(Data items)
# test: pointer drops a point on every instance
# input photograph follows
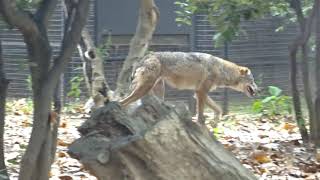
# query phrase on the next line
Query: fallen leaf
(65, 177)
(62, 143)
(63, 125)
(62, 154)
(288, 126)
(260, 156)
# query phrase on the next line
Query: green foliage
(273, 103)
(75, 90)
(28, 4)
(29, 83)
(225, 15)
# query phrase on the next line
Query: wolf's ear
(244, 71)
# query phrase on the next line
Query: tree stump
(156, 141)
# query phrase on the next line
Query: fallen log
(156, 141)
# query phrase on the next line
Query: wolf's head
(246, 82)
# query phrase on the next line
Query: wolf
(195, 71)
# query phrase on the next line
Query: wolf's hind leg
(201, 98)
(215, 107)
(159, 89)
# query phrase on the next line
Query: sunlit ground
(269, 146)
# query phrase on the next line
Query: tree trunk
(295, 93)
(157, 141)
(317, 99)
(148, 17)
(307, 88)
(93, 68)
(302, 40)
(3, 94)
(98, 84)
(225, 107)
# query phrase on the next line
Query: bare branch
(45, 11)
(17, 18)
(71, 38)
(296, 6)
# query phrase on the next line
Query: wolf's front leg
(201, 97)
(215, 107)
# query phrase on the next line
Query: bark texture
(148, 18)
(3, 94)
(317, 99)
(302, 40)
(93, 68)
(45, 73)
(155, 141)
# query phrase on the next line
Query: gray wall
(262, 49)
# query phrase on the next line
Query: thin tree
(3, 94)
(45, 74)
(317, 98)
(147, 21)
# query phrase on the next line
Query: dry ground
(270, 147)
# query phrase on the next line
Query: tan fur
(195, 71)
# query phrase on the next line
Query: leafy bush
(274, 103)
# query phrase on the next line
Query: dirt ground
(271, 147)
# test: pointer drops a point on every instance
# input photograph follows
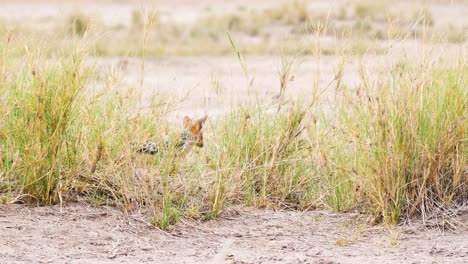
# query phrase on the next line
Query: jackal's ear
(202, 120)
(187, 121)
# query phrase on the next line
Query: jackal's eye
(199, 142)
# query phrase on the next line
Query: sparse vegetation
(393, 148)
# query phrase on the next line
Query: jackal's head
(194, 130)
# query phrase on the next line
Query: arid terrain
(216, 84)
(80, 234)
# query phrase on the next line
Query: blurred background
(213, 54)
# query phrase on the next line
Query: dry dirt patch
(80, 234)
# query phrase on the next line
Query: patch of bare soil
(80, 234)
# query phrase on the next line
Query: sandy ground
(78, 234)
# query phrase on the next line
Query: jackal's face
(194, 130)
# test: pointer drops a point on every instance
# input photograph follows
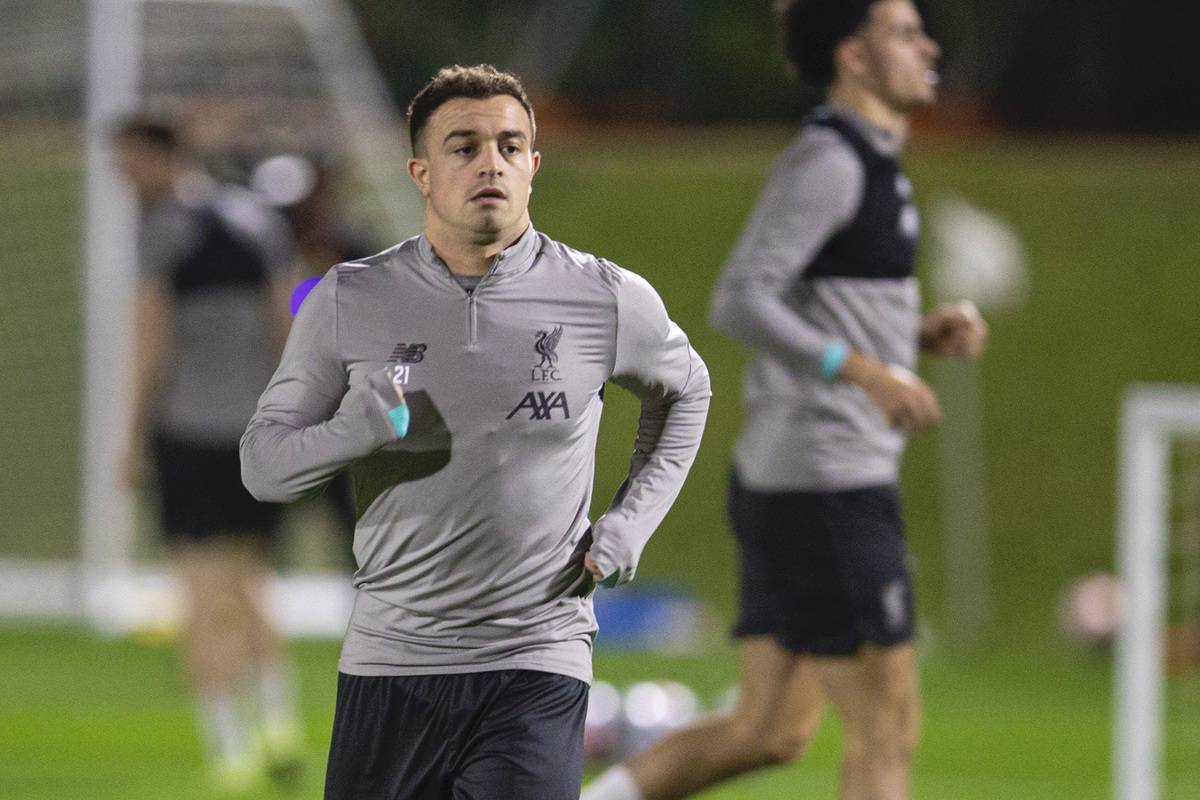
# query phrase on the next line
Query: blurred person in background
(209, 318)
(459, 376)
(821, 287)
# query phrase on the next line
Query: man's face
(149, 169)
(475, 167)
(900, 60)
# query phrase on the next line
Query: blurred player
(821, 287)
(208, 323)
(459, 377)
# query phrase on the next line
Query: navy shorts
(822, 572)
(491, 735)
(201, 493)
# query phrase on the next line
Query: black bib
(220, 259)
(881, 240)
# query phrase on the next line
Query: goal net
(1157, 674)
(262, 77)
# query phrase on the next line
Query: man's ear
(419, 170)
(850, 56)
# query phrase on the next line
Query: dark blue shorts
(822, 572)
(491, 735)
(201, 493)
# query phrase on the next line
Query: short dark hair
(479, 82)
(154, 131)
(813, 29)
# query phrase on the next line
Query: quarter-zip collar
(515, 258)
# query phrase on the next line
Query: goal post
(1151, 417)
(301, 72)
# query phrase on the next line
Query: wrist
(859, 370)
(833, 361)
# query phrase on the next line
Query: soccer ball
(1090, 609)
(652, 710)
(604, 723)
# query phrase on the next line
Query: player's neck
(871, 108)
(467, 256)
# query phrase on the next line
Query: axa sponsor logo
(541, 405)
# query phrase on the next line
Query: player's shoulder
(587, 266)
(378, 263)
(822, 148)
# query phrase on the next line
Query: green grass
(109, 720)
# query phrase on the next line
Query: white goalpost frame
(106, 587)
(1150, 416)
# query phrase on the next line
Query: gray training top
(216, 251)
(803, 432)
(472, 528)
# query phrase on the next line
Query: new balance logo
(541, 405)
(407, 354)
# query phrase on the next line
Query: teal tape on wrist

## Task to carry out
When you repeat the data, keep it exact and drop every picture.

## Response for this exercise
# test: pointer drops a point on every instance
# input photograph follows
# query phrase on the next line
Query: fallen leaf
(65, 177)
(62, 143)
(63, 125)
(62, 154)
(288, 126)
(260, 156)
# query phrase on the next line
Query: green foliage
(273, 103)
(75, 90)
(28, 4)
(29, 83)
(225, 15)
# query phrase on the next line
Query: wolf's ear
(244, 71)
# query phrase on the next line
Query: tree stump
(156, 141)
# query phrase on the next line
Query: fallen log
(156, 141)
# query phrase on the next line
Query: wolf's head
(246, 82)
# query phrase on the next line
Query: wolf
(195, 71)
# query phrase on the next line
Query: wolf's hind leg
(201, 98)
(215, 107)
(159, 89)
# query phrase on the next line
Query: sunlit ground
(269, 146)
# query phrase on the next line
Query: tree trunk
(295, 93)
(157, 141)
(317, 99)
(148, 17)
(307, 88)
(93, 68)
(302, 40)
(3, 94)
(98, 84)
(225, 107)
# query phrase on the next line
Query: bare branch
(45, 11)
(17, 18)
(71, 38)
(296, 6)
# query phrase on the next line
Query: wolf's front leg
(201, 97)
(215, 107)
# query phrase on the next line
Query: bark texture
(148, 18)
(3, 94)
(317, 99)
(302, 40)
(93, 68)
(45, 73)
(155, 141)
# query phrase on the next line
Query: gray wall
(262, 49)
# query phrase on the next line
Query: thin tree
(3, 94)
(45, 74)
(317, 98)
(147, 21)
# query phrase on the next line
Query: dry ground
(270, 147)
# query phrase on the next line
Query: tan fur
(195, 71)
# query phrase on the next line
Query: leafy bush
(274, 103)
# query phrase on the next line
Query: dirt ground
(271, 147)
# test: pointer drops a point on every instance
# input photograph follows
# query phrase on the next line
Query: jackal's ear
(202, 120)
(187, 121)
# query phrase on the next line
Query: jackal's eye
(199, 142)
# query phrase on the next line
Query: sparse vegetation
(393, 148)
# query phrase on the next line
Query: jackal's head
(194, 130)
# query phrase on the next line
Query: arid terrain
(216, 84)
(80, 234)
# query phrase on the next line
Query: blurred background
(213, 54)
# query phrase on the next line
Query: dry dirt patch
(80, 234)
# query phrase on the next line
Query: patch of bare soil
(80, 234)
# query phrase on the next line
Query: sandy ground
(78, 234)
# query phrase on the next line
Query: jackal's face
(194, 130)
# test: pointer drops a point on every instance
# input photograph follows
# query phrase on the next line
Query: blurred person in background
(209, 318)
(459, 376)
(821, 287)
# query phrase on the next line
Query: man's face
(149, 169)
(475, 167)
(900, 60)
# query phrase on the next line
Query: blurred player
(821, 287)
(208, 323)
(459, 377)
# query phrase on the next line
Query: navy shorts
(822, 572)
(491, 735)
(201, 493)
# query phrase on the next line
Query: black bib
(220, 259)
(881, 240)
# query phrase on the next line
Query: goal net
(1157, 674)
(262, 77)
# query phrase on the next line
Query: man's ear
(419, 170)
(850, 56)
# query phrase on the next line
Query: dark blue shorts
(822, 572)
(491, 735)
(201, 493)
# query phrase on the next line
Query: short dark hair
(479, 82)
(154, 131)
(813, 29)
# query phrase on the next line
Query: quarter-zip collar
(515, 258)
# query phrase on the next line
Query: goal post
(1151, 417)
(301, 72)
# query phrase on the next line
Query: wrist
(859, 370)
(833, 361)
# query phrase on the next line
Query: soccer ball
(1090, 609)
(652, 710)
(604, 723)
# query phrase on the next line
Query: player's neck
(871, 108)
(467, 256)
# query phrase on the next line
Query: axa sponsor logo
(541, 405)
# query phrase on the next line
Query: player's shoulder
(587, 266)
(378, 263)
(822, 148)
# query phrase on the next line
Query: green grass
(109, 720)
# query phrase on the next line
Query: white goalpost frame
(106, 587)
(1150, 416)
# query phrase on the next line
Query: gray training top
(216, 251)
(803, 432)
(472, 528)
# query phrase on the next line
Query: new balance logo
(541, 405)
(407, 354)
# query phrase on the next line
Query: teal tape on wrist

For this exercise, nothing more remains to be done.